Activity: Could you output only the lines from the one containing "x=335, y=265" through the last line of the data, both included?

** Opening Data supplied block **

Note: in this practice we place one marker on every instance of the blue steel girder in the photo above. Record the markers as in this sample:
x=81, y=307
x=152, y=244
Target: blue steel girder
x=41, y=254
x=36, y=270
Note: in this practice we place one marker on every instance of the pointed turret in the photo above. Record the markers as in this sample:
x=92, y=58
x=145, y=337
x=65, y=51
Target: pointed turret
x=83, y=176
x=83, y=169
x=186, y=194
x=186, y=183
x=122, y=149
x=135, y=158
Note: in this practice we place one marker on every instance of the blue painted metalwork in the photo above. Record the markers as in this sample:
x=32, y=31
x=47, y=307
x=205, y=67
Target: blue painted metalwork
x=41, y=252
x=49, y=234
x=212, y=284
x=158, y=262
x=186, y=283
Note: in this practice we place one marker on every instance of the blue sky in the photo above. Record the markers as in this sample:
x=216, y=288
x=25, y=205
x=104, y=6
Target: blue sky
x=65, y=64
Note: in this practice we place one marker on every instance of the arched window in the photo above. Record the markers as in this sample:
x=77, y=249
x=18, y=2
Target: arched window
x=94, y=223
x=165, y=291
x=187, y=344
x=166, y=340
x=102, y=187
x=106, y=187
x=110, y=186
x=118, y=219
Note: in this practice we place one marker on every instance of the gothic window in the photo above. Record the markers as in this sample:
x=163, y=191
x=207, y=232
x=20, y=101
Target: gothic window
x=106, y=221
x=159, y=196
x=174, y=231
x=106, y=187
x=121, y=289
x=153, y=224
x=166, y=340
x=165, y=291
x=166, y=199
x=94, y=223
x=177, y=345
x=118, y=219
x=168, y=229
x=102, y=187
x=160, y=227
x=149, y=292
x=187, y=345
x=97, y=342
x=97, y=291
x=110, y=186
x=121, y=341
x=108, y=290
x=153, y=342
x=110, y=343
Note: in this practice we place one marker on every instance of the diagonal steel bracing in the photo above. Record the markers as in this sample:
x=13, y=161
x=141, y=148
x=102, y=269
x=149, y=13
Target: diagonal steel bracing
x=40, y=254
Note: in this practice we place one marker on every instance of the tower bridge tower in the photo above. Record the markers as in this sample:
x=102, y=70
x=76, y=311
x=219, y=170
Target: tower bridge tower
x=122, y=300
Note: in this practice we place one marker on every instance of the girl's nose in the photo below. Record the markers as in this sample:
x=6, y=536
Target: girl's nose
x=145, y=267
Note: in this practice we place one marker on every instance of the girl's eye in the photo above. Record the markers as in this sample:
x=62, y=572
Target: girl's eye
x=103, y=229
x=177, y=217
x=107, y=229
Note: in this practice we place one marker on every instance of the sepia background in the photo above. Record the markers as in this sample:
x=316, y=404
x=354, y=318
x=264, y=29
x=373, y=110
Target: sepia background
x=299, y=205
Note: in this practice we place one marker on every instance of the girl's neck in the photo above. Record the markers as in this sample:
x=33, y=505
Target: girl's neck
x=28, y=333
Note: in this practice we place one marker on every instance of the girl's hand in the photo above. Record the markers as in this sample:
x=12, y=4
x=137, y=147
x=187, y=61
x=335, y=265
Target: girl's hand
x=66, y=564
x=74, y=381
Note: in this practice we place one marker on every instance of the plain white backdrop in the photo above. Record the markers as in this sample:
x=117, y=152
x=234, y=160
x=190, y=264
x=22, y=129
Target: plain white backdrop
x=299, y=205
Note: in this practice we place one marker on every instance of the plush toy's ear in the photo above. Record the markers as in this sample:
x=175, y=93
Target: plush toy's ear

** Closing Data supplied block **

Exercise output:
x=335, y=265
Target: girl's hand
x=66, y=564
x=74, y=381
Note: in this practice we place one marker on every instance of the plain white backdrop in the photo above. Record the markers as in this sample:
x=117, y=152
x=234, y=160
x=190, y=264
x=22, y=129
Target: plain white backdrop
x=299, y=205
Note: in this practice we place one marker on every instance of the plush toy's ear in the photo above. Record the markers as in this sample:
x=175, y=93
Target: plush toy's ear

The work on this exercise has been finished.